— Text block —
This paper examines pregnancy as a powerful stage in a Cameroonian woman’s lifecycle. Whereas anthropologists and social scientists have investigated women’s traditional roles, few have discussed pregnancy as a powerful stage in the life of a woman. While this paper locates women and motherhood as focal points in Moghamo belief system, it also critically examines political and economic changes and their impact on women’s lives, health and wellbeing and their fears regarding infertility. Within this context, pregnancy becomes a metaphor of life, and in/fertility as a tool to reveal the dynamics of gender inequality and notions of success or failure for both women and men.

Designing Research, Emerging Herstories and
The Politics of Knowledge (Biographical) Production on Cameroon, West Africa

by

Bridget A. Teboh

This paper explores life histories and the biography as important sources for the reconstruction of African history. By focusing on the life of one woman [Esther Dassi], the first woman ever to become Mayor of Batibo in 2002, this paper not only chronicles her journey-alongside the nation-state of Cameroon-towards multi-party democracy, gender equity, health care, political participation, but also elucidates the changing historical role of women. Using data from recent research, it raises general questions about the historical production of knowledge and the representation of the other. This paper also examines the process of selection of the ‘subject,’ data collection and interviews, and writing process. Through her story I explore the contours of production of the biography , examine my positionality and highlight challenges that I face as an African woman doing research on women in Africa.   Why a biography? Although biographies have increased elsewhere in Africa, in Cameroon, they are still taking baby steps. Yet, not only does biography help to recuperate and celebrate women, to restore them to history, it continues to offer a valuable space for feminist historical scholarship. The implications for theoretical and methodological issues that transcend the field of History, cutting across the disciplinary boundaries of African Studies, women’s history and gender studies are enormous!

 

Archiving the Popobawa:
The Circulation of Sexual Knowledge through a Coastal Tanzania Urban Legend

by

Katrina Daly Thompson

Since the mid-1960s, the urban legend of the popobawa (‘bat-wing’ in Swahili) has circulated on the coast and islands of Tanzania. The popobawa, a giant bat-like creature, is said to break into people’s homes at night, paralyzing men and raping them. After he rapes a man, the popobawa tells him, “You must tell ten people what I have done to you or I will make you my wife.” Men use storytelling, as well as cell phones, text messages, and radio broadcasts to spread the word that they have been sodomized. Other versions of this story circulate in print and illustrations in Tanzanian popular magazines, including some that feature attacks on women. The popobawa has received limited attention from scholars, with the exception of anthropologist David Parkin (2004; 2006). My work extends the existing research through a comparative approach with a focus on discourse.

— Provided material —

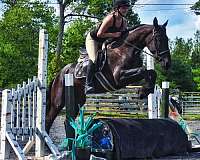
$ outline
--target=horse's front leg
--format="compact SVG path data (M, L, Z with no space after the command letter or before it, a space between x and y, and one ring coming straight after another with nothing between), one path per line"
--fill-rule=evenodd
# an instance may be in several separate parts
M121 70L119 84L122 86L126 86L131 83L141 81L145 79L145 72L146 69L144 69L143 67Z

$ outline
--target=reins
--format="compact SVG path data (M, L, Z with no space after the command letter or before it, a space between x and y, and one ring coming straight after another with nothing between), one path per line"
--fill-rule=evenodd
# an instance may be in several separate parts
M139 51L141 51L141 52L143 52L143 53L145 53L145 54L147 54L147 55L150 55L150 56L153 57L154 59L160 61L160 57L158 57L158 56L154 56L153 54L144 51L143 49L137 47L136 45L134 45L134 44L132 44L132 43L129 43L129 42L126 41L126 40L124 41L124 43L127 44L127 45L129 45L129 46L131 46L131 47L133 47L133 48L136 48L136 49L138 49ZM162 55L164 55L164 54L165 54L166 52L168 52L168 51L169 51L169 49L160 52L158 55L162 56Z

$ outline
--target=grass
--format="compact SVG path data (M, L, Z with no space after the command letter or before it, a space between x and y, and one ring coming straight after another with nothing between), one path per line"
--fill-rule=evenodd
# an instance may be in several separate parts
M199 114L184 115L183 119L188 121L197 121L200 120L200 115Z

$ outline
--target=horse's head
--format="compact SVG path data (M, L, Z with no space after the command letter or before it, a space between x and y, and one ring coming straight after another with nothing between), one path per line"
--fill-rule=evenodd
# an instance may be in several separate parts
M154 57L160 62L162 68L167 70L171 66L171 55L166 34L166 26L168 21L163 25L158 25L155 17L153 20L153 29L146 39L146 46Z

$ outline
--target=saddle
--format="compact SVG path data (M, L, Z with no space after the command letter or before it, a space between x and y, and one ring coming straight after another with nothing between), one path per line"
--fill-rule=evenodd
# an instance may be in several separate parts
M79 50L80 56L78 63L75 67L74 76L75 78L85 78L87 74L87 65L89 56L85 48ZM107 49L99 50L97 53L97 60L95 63L95 72L101 72L107 60Z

— Task instructions —
Can you continue the research abstracts on Cameroon and Tanzania from where they stop?

— Result of the exercise —
The legend was first documented in Pemba in 1965, a year after the ethnic massacres that led up to Zanzibari independence, and recurred there in 1995 in the period leading up to multi-party elections. Journalists also reported popobawa attacks in 2000, when they were again linked with elections. In 2001 and 2007, the story circulated again, however this time seemingly without a political explanation. Might the reasons for telling popobawa stories, and even the stories themselves, have changed since the periods of political change that were first documented? My preliminary analysis of data collected in Unguja and Dare es Salaam focuses on the circulation of popobawa stories: the instruction that ‘victims’ must spread the legend, and the various means they choose to do so. Those who say they have been attacked by the popobawa are not only victims but also discursive agents who choose to tell their stories despite risk of great shame. Although the legend is not strictly urban and shares with traditional oral stories a supernatural theme, its concern with non-traditional sexuality aligns it with the urban legend genre.

Urban legends, as contemporary, orally-transmitted tales, typically depict a social tension arising from a clash between tradition and modernity. My hypothesis is that this legend depicts the social tension surrounding the (real or imagined) rise of sodomy, and transgressive sexuality more generally, on Tanzania’s coast and islands. Swahili culture places a high value on veiled speech and metaphorical discourse, especially around issues of sexuality, so it makes sense that such critiques would take the form of a cautionary supernatural tale. Indeed, the popobawa’s name and form suggests a similarity to vampire legends in the West, which have been variously interpreted as representing illicit sex, sexually transmitted diseases, and homosexuality. Thus, my analysis explores the linkages between the discursive phenomena associated with popobawa and the construction and circulation of attitudes toward modern sexuality in coastal Tanzania. Since sexuality, and homosexuality in particular, is taboo in public discourse, and thus difficult to research, urban legends like the popobawa are an important archive for scholars of sexuality in Africa.

My presentation will examine data collected about the circulation of the popobawa legend in Unguja and Dar es Salaam in 2009. Critical discourse analysis illuminates the constraints involved in narrative production and circulation as well as the role of the popobawa narrative in maintaining and disrupting power structures, in this case hegemonic Tanzanian views of appropriate sexuality.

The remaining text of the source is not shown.